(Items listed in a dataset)
::::::::
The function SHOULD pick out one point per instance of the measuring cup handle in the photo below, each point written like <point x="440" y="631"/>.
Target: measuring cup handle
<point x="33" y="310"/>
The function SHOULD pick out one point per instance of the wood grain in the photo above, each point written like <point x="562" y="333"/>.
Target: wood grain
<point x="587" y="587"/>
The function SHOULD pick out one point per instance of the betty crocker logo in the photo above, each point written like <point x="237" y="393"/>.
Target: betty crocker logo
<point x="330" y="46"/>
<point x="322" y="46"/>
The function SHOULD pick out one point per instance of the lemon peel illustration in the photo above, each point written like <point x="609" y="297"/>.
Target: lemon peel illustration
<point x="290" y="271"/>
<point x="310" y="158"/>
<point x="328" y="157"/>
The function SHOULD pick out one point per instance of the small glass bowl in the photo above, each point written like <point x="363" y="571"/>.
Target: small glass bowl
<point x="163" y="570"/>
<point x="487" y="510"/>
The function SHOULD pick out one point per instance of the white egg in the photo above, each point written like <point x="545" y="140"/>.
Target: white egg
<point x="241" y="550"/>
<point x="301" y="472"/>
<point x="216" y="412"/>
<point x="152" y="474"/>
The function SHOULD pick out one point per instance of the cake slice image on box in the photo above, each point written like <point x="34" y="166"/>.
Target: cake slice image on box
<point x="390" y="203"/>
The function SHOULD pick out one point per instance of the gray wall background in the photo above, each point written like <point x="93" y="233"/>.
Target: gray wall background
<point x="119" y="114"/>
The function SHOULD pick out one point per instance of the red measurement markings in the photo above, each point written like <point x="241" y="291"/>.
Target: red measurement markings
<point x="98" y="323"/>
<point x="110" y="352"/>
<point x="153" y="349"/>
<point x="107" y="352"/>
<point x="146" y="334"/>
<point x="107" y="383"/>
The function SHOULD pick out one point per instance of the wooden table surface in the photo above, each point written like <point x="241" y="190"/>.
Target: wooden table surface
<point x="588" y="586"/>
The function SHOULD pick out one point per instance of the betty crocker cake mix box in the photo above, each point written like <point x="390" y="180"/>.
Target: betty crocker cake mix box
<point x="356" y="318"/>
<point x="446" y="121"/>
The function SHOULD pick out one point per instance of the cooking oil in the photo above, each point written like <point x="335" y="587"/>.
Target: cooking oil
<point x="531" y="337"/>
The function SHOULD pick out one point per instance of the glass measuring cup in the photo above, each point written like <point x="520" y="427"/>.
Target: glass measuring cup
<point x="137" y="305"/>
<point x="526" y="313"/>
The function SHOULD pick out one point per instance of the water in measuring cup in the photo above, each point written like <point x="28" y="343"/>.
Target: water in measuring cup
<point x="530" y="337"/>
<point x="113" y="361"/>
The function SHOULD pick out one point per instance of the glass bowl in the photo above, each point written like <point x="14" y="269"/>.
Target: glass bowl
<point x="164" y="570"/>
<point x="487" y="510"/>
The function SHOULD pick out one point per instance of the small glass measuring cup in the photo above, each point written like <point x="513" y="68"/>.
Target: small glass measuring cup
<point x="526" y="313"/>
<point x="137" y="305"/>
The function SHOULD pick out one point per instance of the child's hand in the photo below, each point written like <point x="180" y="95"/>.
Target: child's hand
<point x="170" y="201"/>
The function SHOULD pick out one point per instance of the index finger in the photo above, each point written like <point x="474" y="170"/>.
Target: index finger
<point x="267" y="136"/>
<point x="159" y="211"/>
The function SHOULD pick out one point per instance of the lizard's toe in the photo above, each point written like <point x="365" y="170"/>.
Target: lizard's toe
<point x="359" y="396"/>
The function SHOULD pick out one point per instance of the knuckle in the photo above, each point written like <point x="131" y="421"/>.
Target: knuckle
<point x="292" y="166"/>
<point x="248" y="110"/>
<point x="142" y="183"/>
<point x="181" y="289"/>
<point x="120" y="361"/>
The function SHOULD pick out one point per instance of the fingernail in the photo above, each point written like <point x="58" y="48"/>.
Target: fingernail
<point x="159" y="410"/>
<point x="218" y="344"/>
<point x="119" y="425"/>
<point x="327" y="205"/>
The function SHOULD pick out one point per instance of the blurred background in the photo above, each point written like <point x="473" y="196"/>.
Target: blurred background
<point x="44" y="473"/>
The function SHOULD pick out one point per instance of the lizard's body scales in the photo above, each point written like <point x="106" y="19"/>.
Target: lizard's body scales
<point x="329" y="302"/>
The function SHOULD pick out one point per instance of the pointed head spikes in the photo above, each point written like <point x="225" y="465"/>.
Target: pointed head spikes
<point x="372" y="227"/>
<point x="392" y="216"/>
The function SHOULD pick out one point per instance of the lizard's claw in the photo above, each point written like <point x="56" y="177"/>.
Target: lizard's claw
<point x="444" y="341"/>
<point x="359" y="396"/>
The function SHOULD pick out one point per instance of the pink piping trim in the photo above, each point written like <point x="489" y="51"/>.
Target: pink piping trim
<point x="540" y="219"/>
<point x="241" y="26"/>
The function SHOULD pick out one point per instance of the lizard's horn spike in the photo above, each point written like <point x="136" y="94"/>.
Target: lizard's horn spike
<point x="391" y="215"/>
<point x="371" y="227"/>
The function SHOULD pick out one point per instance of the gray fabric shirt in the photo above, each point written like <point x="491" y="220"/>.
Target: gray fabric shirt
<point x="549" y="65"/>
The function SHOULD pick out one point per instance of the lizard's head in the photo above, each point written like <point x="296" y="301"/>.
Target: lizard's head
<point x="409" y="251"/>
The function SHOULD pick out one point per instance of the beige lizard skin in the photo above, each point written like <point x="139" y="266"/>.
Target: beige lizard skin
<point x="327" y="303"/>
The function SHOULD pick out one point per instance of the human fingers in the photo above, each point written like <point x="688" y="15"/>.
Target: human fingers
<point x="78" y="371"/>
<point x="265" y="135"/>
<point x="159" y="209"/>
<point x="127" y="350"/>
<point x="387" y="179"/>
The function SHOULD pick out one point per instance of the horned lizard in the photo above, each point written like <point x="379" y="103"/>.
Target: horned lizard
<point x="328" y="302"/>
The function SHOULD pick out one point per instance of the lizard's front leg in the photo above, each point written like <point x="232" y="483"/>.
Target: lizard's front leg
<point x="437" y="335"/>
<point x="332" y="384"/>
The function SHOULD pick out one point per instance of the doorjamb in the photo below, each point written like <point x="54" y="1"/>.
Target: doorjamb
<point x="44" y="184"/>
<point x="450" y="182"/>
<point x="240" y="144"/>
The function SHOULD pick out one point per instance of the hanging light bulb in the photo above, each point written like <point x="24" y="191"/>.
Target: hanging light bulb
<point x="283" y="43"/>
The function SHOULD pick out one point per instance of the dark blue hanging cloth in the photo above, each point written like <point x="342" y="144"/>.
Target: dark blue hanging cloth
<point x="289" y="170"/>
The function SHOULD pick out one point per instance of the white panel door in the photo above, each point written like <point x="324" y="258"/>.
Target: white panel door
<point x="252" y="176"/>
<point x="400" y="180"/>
::::::::
Task description ▸
Locate the word "below" in the records and collect each line it appears in.

Response for this exercise ▸
The function SHOULD pick out one point per instance of the measuring cup handle in the photo below, each point written like <point x="440" y="631"/>.
The function SHOULD pick out one point per instance of the child's hand in the photo below, each point written like <point x="180" y="95"/>.
The function SHOULD pick out one point per instance of the doorjamb in the photo below, each point written like <point x="54" y="1"/>.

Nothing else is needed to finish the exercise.